### MATERIAL PROVIDED

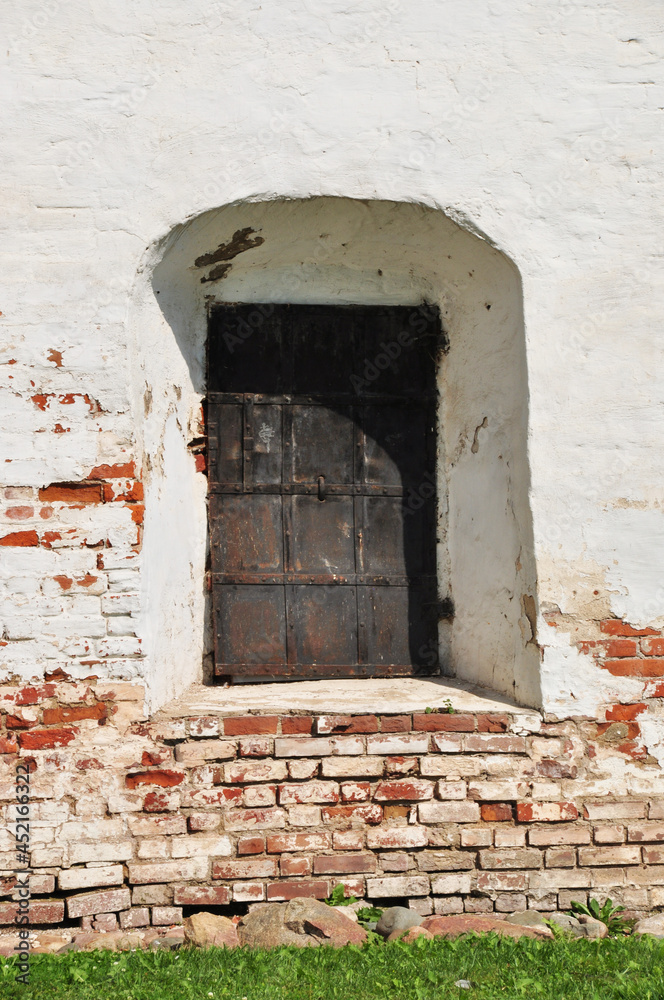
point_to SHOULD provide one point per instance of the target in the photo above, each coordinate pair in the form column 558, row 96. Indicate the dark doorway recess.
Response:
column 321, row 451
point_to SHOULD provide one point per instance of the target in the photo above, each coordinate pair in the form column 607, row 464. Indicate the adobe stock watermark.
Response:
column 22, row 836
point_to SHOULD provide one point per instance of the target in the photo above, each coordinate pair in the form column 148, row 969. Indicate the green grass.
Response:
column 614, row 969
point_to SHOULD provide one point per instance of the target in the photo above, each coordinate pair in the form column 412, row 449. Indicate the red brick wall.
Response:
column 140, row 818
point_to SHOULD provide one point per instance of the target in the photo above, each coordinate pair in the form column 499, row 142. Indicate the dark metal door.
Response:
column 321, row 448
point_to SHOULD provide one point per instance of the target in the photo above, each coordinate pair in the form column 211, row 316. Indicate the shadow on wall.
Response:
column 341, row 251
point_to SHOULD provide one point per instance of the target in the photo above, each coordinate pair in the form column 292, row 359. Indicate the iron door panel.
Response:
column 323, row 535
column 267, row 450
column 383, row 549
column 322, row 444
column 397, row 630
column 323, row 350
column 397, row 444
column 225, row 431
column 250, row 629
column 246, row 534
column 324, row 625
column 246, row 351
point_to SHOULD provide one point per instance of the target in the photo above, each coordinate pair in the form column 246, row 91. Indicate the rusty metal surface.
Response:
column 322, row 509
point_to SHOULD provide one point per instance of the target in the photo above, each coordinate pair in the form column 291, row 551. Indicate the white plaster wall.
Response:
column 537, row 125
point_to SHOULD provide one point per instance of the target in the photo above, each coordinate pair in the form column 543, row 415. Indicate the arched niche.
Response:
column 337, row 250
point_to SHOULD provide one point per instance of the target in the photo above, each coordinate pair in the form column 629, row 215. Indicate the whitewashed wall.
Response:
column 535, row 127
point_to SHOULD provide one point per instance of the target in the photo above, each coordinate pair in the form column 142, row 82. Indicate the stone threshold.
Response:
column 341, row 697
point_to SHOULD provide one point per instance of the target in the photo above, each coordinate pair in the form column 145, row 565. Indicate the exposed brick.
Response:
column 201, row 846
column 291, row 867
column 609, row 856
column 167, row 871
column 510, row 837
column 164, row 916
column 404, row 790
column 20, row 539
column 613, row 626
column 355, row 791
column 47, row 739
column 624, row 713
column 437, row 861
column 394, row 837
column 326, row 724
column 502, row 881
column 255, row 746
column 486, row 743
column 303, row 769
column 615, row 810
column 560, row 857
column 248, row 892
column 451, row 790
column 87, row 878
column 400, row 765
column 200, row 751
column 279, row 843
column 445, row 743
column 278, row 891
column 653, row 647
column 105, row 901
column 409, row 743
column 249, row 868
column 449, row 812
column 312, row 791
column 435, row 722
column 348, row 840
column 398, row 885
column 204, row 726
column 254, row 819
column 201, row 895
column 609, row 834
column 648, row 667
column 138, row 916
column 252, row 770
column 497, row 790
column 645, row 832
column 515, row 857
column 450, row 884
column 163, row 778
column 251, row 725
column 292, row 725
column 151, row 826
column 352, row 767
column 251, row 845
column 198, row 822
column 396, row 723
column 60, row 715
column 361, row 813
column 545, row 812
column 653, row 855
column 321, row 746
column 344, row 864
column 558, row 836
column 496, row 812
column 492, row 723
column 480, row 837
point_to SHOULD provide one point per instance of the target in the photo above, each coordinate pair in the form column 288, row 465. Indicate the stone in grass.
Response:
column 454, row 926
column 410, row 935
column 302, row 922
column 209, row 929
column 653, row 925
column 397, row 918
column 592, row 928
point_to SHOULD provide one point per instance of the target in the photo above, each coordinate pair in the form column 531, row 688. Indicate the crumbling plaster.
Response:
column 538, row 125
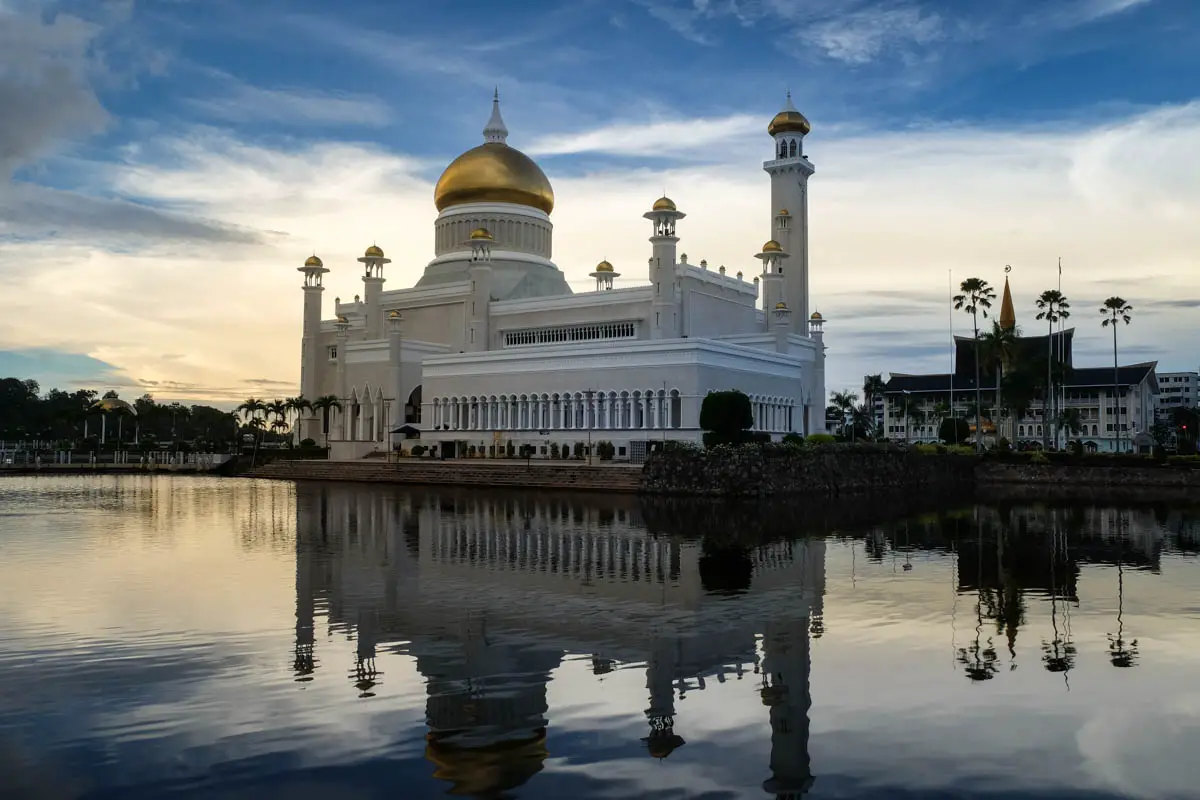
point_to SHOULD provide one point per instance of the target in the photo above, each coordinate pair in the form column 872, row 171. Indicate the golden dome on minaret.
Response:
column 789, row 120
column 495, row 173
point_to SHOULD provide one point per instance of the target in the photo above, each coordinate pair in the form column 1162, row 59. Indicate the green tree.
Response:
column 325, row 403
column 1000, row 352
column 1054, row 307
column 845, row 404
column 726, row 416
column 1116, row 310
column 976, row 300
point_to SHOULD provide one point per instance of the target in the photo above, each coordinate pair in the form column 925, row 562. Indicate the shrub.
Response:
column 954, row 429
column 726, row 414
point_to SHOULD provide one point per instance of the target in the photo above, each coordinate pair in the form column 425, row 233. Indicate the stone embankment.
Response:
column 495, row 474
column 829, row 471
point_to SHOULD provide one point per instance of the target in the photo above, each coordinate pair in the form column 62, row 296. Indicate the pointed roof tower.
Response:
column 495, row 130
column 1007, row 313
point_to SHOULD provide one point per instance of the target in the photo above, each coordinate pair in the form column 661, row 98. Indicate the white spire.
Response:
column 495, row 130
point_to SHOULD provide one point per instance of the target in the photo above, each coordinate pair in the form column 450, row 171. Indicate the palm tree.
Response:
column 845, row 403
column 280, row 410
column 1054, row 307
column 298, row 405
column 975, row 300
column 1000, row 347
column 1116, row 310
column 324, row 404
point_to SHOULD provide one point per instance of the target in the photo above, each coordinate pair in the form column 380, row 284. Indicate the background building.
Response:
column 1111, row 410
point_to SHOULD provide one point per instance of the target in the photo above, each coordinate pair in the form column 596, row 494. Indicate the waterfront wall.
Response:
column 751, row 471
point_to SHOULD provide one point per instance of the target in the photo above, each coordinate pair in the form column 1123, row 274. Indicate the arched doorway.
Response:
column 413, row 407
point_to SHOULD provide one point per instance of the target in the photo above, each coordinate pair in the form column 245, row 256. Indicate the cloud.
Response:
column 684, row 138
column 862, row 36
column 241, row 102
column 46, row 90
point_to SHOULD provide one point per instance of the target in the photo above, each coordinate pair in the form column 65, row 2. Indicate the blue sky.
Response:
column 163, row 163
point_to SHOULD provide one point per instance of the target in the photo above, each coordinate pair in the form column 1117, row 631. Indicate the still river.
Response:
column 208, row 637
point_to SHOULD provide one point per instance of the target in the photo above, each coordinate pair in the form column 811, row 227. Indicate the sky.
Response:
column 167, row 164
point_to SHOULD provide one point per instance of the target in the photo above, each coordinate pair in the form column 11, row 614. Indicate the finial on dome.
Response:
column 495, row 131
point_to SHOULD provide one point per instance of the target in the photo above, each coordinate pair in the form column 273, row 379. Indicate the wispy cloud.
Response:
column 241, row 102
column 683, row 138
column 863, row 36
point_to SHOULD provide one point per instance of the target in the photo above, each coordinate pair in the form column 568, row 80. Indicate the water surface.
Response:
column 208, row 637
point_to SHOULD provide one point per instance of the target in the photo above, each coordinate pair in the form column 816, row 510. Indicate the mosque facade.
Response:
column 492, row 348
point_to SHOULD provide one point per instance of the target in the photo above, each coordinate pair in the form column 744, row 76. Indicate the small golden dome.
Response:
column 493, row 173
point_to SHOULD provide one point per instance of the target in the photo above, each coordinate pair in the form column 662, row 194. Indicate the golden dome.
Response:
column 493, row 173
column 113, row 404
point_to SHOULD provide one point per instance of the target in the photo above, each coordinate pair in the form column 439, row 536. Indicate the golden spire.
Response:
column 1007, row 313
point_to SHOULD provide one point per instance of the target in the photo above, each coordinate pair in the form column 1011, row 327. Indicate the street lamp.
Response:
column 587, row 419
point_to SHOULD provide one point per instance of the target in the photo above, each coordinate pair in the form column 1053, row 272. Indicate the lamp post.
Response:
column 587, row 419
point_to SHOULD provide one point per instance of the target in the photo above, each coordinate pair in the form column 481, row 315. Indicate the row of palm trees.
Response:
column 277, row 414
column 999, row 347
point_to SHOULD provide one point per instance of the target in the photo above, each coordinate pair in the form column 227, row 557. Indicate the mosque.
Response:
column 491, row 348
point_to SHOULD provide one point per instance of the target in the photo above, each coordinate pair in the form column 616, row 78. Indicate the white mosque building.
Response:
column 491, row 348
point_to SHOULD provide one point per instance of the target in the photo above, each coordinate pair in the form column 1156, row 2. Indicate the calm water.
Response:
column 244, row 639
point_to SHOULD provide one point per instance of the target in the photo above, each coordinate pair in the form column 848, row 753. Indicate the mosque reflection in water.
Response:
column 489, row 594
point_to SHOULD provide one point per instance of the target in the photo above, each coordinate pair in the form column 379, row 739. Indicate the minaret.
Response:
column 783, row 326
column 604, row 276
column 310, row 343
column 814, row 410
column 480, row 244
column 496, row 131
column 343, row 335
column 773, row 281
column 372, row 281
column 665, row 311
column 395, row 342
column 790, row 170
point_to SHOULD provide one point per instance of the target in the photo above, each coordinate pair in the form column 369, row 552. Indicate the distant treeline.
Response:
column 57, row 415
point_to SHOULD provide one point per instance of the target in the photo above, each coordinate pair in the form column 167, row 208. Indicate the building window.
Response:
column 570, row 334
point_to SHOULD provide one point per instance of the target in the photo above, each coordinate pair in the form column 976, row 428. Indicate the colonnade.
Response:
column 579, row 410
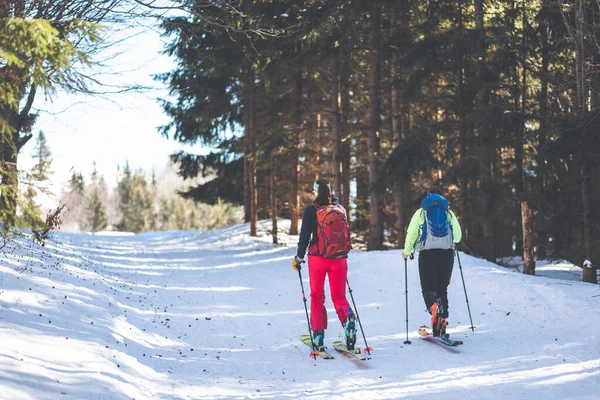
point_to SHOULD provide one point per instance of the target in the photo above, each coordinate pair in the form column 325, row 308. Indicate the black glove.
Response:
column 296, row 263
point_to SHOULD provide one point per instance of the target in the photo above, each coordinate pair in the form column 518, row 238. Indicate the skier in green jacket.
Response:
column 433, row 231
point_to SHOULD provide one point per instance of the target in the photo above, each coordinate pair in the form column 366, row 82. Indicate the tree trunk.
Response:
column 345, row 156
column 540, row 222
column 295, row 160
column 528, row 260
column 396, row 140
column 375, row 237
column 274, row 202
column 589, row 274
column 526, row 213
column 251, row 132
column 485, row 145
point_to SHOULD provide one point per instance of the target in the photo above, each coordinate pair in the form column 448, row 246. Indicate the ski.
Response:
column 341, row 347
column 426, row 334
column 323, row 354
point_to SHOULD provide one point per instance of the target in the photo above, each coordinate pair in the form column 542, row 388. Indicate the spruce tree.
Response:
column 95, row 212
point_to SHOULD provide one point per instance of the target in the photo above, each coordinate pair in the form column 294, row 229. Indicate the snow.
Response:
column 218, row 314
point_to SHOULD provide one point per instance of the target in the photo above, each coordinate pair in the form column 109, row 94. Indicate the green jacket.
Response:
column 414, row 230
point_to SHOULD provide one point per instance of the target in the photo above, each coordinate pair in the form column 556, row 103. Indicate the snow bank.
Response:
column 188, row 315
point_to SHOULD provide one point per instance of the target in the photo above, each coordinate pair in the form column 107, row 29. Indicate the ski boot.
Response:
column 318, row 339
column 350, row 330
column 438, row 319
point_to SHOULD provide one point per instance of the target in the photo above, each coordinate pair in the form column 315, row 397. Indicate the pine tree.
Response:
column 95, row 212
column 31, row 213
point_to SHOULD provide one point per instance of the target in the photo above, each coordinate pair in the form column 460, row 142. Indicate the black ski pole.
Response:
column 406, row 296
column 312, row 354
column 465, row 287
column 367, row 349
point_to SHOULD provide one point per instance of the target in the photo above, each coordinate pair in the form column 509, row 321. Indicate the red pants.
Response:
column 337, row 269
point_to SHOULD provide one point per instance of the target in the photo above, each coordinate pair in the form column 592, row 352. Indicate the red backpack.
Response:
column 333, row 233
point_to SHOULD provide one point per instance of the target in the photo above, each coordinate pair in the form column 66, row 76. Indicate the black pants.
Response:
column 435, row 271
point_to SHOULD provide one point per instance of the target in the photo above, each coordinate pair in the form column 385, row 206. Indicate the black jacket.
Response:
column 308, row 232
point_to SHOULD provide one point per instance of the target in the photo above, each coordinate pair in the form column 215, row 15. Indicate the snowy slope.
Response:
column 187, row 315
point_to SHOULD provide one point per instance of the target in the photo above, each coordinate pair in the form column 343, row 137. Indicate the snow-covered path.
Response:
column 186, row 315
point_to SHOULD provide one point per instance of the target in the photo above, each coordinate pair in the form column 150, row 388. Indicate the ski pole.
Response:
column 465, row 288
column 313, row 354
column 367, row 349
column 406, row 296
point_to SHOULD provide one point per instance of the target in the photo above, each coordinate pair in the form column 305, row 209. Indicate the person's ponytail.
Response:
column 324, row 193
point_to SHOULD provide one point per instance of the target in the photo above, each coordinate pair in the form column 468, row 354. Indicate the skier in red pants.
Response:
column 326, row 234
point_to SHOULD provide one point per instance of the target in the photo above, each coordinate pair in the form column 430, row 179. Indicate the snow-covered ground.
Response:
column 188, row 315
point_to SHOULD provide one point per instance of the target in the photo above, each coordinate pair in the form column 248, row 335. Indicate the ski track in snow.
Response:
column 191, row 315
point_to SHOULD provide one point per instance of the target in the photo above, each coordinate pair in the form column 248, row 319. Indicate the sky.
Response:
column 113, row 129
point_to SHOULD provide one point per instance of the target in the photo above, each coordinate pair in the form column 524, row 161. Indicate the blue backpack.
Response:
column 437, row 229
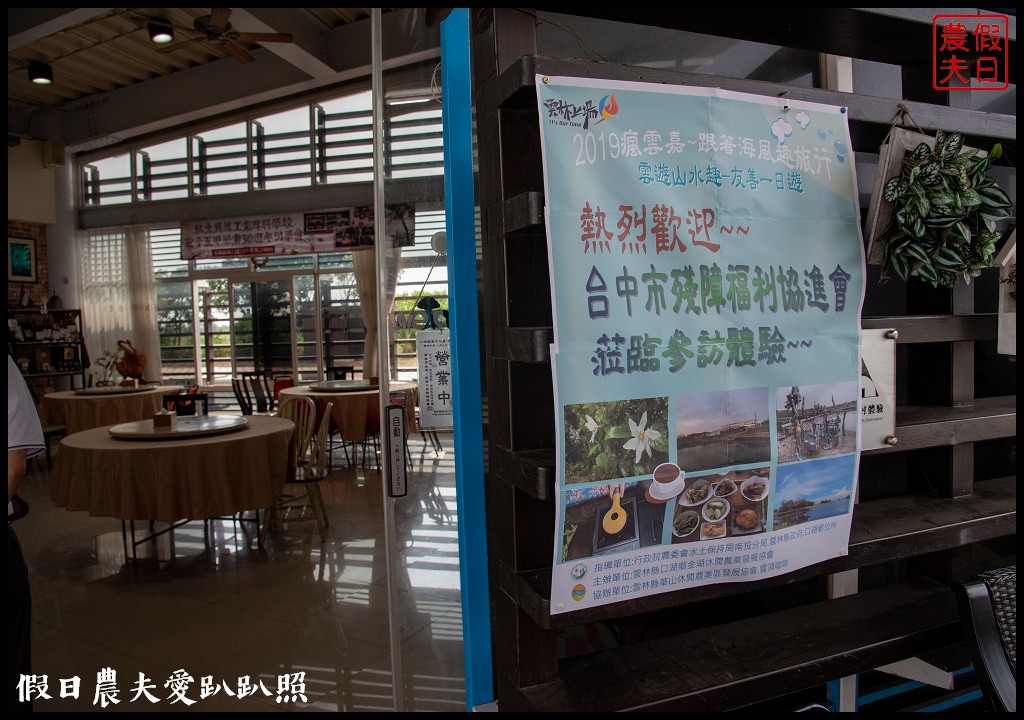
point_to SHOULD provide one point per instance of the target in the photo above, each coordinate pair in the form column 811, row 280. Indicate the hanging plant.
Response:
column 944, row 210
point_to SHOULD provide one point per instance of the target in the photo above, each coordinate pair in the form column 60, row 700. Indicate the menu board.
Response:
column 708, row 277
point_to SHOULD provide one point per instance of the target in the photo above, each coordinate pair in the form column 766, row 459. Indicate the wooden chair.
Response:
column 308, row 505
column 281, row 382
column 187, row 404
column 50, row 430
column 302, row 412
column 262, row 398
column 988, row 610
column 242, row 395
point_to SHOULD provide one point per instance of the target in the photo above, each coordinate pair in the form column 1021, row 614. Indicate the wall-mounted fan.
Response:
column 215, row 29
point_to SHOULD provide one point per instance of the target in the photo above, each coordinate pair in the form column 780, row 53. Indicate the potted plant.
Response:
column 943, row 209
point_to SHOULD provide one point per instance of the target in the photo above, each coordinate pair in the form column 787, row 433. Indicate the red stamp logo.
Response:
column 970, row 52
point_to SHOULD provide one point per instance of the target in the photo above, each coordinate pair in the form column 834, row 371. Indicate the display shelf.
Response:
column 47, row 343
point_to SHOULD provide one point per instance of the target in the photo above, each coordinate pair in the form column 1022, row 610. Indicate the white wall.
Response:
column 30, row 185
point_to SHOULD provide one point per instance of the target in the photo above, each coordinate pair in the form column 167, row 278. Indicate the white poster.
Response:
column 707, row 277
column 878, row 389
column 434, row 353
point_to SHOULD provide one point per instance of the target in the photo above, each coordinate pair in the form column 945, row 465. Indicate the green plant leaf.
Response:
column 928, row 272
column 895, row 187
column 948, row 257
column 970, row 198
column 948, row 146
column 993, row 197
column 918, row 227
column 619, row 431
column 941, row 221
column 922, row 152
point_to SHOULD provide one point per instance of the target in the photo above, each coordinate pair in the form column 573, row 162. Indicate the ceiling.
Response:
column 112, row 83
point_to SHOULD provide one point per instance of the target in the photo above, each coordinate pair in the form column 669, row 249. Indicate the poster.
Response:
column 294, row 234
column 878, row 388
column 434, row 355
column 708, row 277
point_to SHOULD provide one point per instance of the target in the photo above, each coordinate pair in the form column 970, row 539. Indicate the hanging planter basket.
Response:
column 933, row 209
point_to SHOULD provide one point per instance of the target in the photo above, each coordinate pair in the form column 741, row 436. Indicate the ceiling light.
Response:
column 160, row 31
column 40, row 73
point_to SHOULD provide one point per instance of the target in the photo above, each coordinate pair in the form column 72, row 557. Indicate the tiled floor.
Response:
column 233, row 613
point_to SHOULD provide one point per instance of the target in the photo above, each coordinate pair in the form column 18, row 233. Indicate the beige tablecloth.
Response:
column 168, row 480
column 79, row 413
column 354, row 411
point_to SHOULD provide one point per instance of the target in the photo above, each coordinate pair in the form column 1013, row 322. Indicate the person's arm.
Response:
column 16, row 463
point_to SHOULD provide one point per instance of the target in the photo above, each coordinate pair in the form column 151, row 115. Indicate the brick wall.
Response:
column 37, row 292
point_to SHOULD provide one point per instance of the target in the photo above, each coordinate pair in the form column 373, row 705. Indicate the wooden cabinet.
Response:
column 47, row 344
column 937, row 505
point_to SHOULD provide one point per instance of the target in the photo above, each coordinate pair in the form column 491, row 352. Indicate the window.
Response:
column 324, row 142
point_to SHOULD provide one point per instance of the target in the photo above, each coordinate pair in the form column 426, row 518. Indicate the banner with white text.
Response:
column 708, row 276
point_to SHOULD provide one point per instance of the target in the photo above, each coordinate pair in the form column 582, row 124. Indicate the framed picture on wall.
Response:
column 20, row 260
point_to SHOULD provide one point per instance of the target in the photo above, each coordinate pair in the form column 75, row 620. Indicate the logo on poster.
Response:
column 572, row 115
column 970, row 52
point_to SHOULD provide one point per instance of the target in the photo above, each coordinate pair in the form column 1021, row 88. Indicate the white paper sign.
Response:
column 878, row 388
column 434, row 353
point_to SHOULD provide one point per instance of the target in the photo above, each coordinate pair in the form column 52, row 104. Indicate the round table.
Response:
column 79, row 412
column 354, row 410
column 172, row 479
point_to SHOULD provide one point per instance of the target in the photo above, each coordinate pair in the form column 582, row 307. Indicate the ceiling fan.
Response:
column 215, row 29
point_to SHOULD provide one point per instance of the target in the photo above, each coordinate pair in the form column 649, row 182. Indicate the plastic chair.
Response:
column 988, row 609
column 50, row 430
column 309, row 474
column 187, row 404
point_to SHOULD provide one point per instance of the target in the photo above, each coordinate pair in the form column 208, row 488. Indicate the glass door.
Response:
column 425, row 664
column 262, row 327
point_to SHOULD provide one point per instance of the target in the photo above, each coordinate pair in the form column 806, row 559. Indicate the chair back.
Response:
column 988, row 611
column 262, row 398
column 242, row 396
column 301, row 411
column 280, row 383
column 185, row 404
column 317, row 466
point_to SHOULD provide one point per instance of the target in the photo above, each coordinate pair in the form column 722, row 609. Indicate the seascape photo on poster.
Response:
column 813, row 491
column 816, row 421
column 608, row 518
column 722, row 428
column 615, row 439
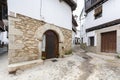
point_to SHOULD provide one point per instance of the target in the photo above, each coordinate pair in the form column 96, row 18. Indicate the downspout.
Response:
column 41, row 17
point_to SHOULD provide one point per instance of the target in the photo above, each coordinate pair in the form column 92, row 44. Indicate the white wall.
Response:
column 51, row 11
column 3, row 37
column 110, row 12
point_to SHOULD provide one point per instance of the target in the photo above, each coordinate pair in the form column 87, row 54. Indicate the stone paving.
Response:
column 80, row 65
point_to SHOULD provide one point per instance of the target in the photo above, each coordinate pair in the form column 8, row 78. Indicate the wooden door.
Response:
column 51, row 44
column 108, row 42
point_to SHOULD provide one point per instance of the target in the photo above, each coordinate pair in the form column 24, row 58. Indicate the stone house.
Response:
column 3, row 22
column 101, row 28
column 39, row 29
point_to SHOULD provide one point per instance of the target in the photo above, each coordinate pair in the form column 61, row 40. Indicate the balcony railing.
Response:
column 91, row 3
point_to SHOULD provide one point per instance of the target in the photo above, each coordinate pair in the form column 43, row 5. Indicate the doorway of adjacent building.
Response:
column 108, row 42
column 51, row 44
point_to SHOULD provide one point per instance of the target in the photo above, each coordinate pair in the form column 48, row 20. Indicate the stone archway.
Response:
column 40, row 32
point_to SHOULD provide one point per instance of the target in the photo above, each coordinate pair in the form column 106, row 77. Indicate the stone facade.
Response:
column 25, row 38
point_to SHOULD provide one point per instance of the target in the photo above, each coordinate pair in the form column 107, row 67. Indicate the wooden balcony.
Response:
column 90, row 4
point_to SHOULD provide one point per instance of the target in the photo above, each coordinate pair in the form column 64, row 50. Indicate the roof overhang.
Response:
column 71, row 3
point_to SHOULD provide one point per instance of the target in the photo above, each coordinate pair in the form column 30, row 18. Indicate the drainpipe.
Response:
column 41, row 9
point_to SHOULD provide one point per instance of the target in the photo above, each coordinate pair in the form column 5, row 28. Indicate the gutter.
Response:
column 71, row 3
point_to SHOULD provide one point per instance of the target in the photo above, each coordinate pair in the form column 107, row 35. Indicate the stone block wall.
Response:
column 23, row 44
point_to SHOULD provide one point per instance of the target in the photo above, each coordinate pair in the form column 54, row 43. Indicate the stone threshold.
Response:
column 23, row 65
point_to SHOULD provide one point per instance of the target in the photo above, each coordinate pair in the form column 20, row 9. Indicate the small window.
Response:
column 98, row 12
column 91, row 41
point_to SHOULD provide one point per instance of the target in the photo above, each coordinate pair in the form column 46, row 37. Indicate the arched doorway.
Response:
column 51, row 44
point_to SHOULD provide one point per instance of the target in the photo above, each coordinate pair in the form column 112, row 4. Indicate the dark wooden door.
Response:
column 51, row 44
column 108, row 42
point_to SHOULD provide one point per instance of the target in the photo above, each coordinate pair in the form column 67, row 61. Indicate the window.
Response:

######

§ **GOAL OF THE EXERCISE**: What are the lines, exactly as written above, from the line with "dome on minaret." to the line with "the palm tree.", both included? Output only those.

§ **ANSWER SECTION**:
point_to SHOULD provide one point per instance of the target in the photo above, each coordinate pair in the form column 872, row 171. Indicate the golden dome on minaret.
Response:
column 789, row 120
column 495, row 173
point_to SHOULD provide one point per instance of the target in the photo above, each coordinate pair in the form column 1162, row 59. Indicate the green tree.
Response:
column 325, row 403
column 1000, row 352
column 1054, row 307
column 845, row 404
column 726, row 416
column 1116, row 310
column 976, row 300
point_to SHOULD provide one point per instance of the target in the photo above, each coordinate pair in the form column 925, row 562. Indicate the shrub.
Response:
column 954, row 429
column 726, row 414
point_to SHOULD provide one point per instance of the target in the photo above, each coordinate pair in the form column 425, row 233. Indicate the stone embankment.
Response:
column 495, row 474
column 829, row 471
point_to SHOULD provide one point per instance of the target in the photo above, each coordinate pair in the form column 62, row 296. Indicate the pointed roof tower.
Response:
column 495, row 130
column 1007, row 313
point_to SHOULD provide one point per instance of the target in the photo above, each coordinate pair in the form column 661, row 98. Indicate the white spire.
Response:
column 495, row 130
point_to SHOULD provide one point per instance of the target in the photo above, each coordinate pair in the form column 450, row 171. Indicate the palm tree.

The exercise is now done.